Stated problem:
Pick out and copy every line of the material below that contains the word "race". Case counts.

#### Raw data ####

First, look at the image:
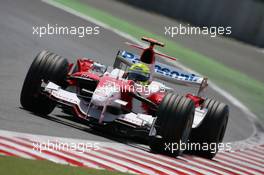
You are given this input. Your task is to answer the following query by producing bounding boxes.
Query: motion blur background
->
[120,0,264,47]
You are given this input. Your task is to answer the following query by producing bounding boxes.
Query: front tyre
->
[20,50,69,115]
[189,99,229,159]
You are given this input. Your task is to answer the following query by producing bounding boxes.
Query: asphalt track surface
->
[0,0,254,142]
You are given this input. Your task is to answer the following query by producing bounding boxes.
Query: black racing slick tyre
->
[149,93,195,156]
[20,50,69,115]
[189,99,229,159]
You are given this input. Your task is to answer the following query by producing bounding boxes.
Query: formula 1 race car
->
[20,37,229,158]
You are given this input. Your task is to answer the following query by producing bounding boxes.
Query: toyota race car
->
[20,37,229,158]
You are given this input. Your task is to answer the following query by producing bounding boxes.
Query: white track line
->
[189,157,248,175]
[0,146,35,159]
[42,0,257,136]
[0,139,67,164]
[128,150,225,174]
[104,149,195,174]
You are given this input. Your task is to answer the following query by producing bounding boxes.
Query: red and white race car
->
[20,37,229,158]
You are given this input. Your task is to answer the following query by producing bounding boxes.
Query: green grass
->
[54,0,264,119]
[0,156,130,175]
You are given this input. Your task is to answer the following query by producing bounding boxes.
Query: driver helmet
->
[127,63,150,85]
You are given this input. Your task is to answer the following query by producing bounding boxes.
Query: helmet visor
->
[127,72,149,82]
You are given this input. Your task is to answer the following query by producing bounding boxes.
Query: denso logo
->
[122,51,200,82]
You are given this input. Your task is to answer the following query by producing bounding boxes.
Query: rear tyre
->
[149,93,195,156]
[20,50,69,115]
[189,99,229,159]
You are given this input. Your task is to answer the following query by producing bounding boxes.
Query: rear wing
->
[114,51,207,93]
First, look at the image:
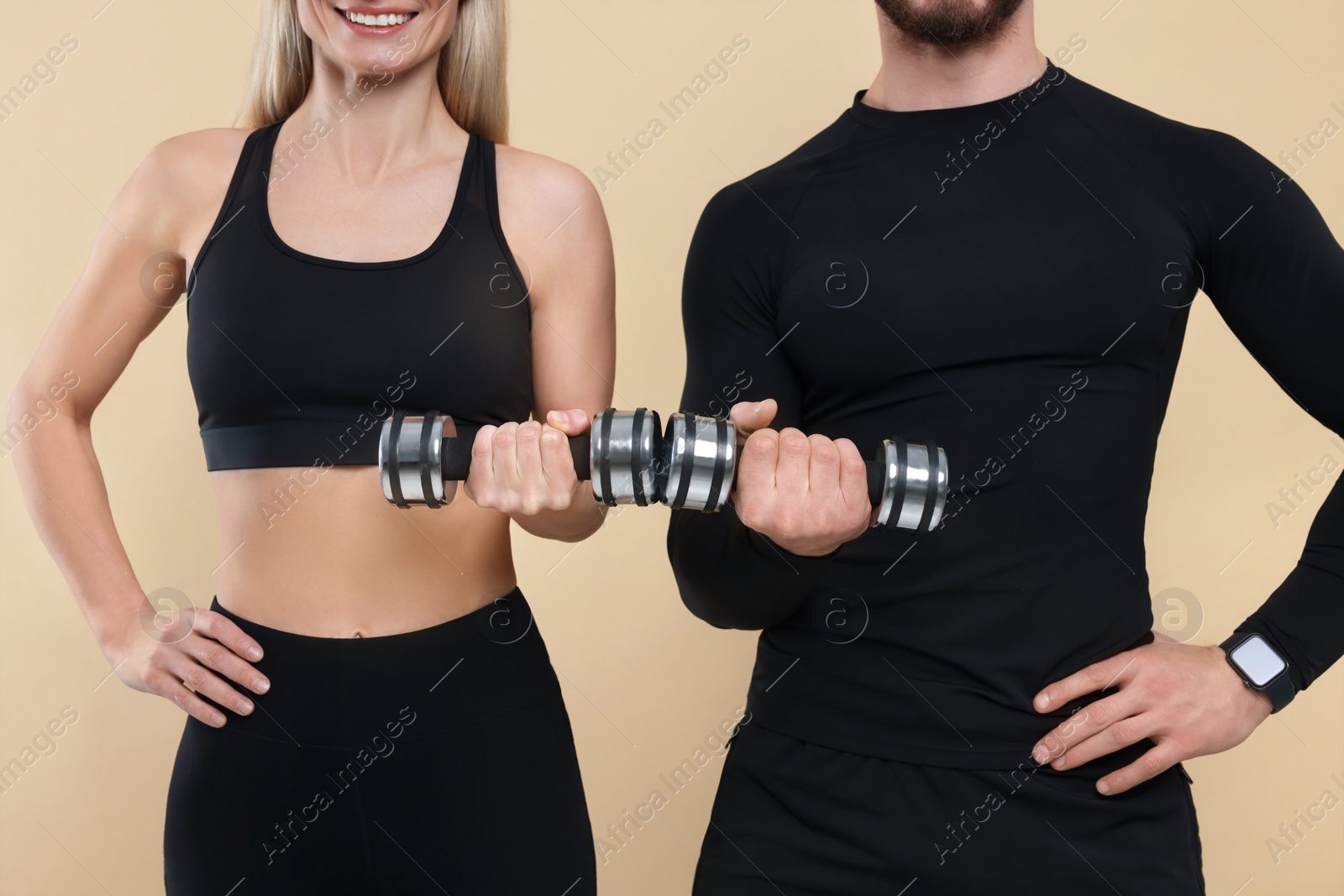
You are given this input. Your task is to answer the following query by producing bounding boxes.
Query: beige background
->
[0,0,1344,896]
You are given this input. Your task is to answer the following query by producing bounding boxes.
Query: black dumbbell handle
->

####
#### Raw data ####

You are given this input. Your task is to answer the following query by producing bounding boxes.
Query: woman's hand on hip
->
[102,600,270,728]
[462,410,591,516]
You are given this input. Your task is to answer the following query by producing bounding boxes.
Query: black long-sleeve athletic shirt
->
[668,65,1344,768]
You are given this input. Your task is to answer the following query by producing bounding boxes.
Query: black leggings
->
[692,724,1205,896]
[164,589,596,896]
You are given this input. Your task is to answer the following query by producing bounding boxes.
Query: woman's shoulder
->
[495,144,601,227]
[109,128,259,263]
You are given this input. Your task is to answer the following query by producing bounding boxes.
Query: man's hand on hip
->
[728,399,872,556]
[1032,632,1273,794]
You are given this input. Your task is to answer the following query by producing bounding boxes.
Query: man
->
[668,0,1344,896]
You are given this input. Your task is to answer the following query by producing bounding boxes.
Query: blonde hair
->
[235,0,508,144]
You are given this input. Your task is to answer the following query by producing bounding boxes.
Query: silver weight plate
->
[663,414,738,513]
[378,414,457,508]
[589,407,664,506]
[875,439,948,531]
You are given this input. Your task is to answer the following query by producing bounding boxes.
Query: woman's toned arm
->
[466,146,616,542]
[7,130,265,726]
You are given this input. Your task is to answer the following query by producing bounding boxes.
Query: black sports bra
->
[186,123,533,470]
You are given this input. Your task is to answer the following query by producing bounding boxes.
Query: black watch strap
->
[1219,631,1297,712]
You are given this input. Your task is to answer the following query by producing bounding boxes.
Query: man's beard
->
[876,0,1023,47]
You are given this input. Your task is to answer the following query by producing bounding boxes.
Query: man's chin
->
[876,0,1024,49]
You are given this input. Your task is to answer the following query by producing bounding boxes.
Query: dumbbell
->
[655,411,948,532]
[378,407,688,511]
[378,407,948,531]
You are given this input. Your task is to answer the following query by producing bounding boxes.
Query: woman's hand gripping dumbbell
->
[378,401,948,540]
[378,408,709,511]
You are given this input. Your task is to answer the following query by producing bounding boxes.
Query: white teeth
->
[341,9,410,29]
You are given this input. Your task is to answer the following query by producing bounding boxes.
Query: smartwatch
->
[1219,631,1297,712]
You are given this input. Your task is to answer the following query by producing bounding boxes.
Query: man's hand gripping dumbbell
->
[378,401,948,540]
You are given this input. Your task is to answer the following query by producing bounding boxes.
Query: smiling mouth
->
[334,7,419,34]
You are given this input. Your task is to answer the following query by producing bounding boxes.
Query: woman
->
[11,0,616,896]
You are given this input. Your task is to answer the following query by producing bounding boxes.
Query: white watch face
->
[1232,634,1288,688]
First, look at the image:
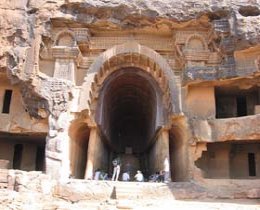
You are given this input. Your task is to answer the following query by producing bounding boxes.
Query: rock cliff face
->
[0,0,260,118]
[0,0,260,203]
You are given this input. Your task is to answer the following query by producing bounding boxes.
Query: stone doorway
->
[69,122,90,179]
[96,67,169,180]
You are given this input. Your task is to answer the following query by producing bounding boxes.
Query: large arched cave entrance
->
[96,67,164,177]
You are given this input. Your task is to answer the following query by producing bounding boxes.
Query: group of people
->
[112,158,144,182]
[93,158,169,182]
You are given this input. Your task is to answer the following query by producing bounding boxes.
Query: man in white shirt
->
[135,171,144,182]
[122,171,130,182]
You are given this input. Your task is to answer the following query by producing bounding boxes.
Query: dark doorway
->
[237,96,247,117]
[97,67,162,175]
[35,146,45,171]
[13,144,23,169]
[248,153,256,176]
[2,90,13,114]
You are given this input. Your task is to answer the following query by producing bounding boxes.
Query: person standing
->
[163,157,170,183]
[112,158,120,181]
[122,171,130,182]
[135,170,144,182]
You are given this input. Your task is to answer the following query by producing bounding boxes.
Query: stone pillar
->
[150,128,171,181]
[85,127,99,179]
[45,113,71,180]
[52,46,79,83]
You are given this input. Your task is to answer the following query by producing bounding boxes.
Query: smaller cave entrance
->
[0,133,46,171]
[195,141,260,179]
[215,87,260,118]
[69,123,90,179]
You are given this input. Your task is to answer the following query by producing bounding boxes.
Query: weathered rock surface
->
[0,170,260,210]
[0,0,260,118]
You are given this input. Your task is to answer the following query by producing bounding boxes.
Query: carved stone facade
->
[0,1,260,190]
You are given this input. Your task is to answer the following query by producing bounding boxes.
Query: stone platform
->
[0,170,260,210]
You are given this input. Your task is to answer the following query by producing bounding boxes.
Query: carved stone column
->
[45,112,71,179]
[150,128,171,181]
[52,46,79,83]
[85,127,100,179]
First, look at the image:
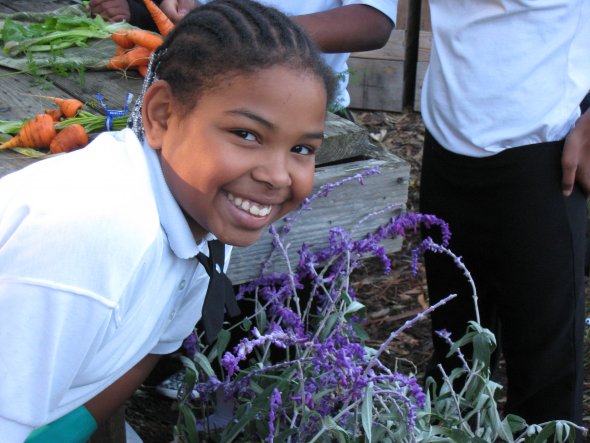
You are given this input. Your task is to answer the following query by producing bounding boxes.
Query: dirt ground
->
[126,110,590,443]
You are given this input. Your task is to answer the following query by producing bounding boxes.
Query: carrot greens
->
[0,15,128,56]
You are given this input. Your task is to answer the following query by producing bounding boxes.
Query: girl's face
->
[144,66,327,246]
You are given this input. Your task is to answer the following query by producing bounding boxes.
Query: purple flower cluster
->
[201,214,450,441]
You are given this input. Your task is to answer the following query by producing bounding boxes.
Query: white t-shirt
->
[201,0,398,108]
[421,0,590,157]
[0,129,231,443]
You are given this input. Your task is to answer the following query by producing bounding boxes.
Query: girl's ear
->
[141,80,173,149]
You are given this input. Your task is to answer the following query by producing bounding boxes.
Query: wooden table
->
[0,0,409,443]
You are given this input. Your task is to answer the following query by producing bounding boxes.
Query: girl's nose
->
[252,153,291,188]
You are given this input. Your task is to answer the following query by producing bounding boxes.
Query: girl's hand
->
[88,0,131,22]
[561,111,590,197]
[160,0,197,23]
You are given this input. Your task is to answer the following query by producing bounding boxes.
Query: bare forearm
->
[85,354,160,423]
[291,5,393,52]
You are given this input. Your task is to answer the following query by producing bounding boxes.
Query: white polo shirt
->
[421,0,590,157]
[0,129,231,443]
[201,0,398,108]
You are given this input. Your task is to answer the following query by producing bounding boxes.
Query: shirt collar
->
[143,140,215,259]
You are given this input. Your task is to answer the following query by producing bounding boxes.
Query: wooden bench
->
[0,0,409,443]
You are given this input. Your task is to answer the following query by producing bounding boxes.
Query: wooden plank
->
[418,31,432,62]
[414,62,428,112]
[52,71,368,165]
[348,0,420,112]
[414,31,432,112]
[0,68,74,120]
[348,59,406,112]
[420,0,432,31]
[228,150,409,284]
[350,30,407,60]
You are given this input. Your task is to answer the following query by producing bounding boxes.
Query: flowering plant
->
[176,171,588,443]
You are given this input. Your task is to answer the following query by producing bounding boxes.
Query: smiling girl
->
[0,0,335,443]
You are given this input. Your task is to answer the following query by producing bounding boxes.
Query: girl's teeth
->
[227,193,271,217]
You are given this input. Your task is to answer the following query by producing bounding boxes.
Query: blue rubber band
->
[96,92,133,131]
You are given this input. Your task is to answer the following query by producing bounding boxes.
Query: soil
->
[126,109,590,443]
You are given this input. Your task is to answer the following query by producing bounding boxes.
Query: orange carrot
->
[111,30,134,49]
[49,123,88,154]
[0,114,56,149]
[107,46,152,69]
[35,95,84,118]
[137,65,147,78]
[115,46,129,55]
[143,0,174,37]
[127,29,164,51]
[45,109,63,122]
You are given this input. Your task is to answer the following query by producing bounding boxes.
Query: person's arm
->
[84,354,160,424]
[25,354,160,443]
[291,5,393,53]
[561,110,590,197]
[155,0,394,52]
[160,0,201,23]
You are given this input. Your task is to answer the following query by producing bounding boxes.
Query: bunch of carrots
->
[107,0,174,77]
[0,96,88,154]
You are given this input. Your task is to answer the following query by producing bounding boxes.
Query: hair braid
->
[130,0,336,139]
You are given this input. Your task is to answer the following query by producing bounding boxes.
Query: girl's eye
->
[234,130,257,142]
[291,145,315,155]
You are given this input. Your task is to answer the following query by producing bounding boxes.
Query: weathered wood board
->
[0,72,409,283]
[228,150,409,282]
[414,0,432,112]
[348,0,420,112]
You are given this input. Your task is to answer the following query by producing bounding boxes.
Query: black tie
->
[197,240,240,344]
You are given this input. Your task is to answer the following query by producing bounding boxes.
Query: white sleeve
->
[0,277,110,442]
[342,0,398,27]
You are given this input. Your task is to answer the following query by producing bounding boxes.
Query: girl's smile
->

####

Full response:
Query: formula 1 race car
Query: toyota race car
Query: red and white race car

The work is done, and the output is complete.